Source:
John Newton and John Owen were two very different Christians but they were united in their view of how Old Testament believers were saved and what their faith was in.

John Newton taught that the Gospel of Jesus Christ was revealed immediately after Adam and Eve’s first sin and became the object of faith from that moment on.

The Lord Jesus was promised under the character of the seed of the woman, as the great deliverer who should repair the breach of sin, and retrieve the ruin of human nature. From that hour, he became the object of faith, and the author of salvation, to every soul that aspired to communion with God, and earnestly sought deliverance from guilt and wrath (Works, Vol. 3, p. 3).

Newton went on to say that although this revelation of Christ was initially veiled under types and shadows, “it was always sufficient to sustain the hopes, and to purify the hearts, of the true worshippers of God.” Newton even goes so far as to say that they were Christians.

That the patriarchs and prophets of old were in this sense Christians, that is to say, that their joy and trust centered in the promised Messiah, and that the faith, whereby they overcame the world, was the same faith in the same Lord with ours, is unanswerably proved by St. Paul in several passages; particularly in Heb. xi. where he at large insists on the characters of Abel, Enoch, Noah, Abraham, and Moses, to illustrate this very point.

What about when the law came at Sinai? Did that change or annul the Gospel promises? No, says Newton.

Exercise material:
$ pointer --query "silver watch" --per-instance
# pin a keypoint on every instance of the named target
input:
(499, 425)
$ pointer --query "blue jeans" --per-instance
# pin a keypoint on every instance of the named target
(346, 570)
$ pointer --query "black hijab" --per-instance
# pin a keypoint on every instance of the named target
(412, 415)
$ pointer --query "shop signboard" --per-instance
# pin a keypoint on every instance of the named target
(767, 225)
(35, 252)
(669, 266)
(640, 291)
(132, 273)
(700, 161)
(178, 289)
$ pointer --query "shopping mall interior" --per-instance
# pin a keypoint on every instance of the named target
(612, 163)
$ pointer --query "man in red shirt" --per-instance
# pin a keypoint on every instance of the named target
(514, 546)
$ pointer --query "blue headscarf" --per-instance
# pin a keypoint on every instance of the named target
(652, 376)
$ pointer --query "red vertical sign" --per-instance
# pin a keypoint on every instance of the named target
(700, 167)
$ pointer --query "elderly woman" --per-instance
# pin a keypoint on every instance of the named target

Tasks and exercises:
(1) In the passage on John Newton and Old Testament faith, under what character was the Lord Jesus first promised?
(2) Report every line in the rows that contains the string "blue", matching case exactly.

Worked solutions:
(1) He was promised under the character of the seed of the woman.

(2)
$ pointer --query "blue jeans" --per-instance
$ pointer --query "blue headscarf" --per-instance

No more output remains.